● Problem requirements: Pull each line with the string "outline" from the entries.

---+---

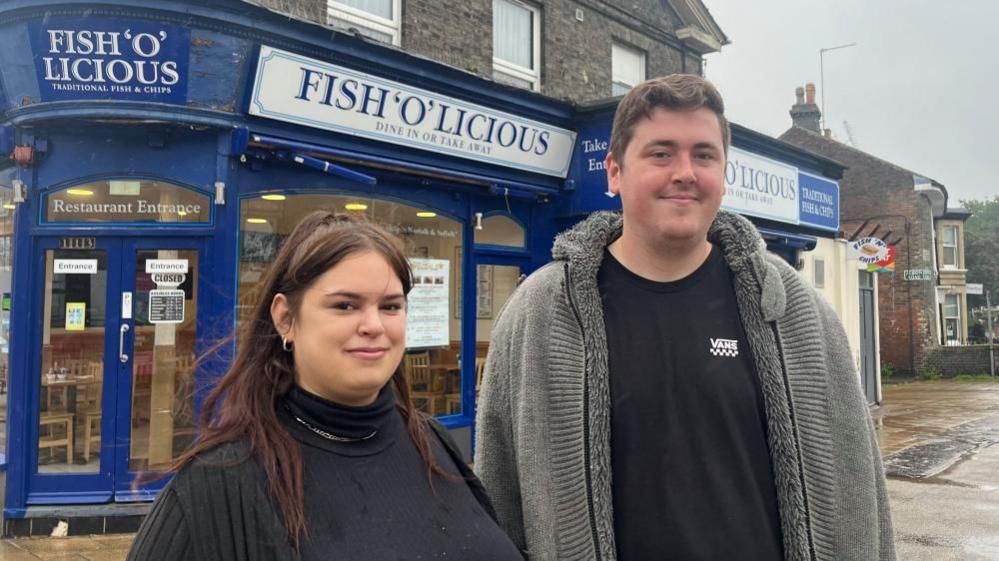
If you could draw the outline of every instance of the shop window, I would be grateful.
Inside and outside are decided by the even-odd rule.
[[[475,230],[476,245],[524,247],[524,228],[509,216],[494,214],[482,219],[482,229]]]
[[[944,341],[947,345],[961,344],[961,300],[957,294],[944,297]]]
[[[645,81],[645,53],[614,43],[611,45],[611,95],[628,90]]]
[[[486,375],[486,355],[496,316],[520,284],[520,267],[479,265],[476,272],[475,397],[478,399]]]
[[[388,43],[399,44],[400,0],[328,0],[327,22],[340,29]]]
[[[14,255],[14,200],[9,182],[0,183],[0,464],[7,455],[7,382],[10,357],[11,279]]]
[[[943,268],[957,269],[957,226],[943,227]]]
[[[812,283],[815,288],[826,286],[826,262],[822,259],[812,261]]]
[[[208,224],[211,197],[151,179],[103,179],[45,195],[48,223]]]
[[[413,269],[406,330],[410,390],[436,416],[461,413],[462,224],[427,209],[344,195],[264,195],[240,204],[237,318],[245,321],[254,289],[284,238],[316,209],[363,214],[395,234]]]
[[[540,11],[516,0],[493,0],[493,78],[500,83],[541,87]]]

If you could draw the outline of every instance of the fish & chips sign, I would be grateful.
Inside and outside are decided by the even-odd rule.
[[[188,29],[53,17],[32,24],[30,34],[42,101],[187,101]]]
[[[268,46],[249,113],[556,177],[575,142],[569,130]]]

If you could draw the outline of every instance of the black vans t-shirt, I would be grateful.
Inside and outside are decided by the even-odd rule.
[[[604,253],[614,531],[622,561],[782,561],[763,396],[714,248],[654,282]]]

---+---

● Answer for this exercise:
If you could draw the outline of every instance of the shop window, I would be grateful.
If you could draw the outline of every instance of the fish & chips sign, I would be grateful.
If you could draw the outline of every instance of the black vans t-shirt, I would be grateful.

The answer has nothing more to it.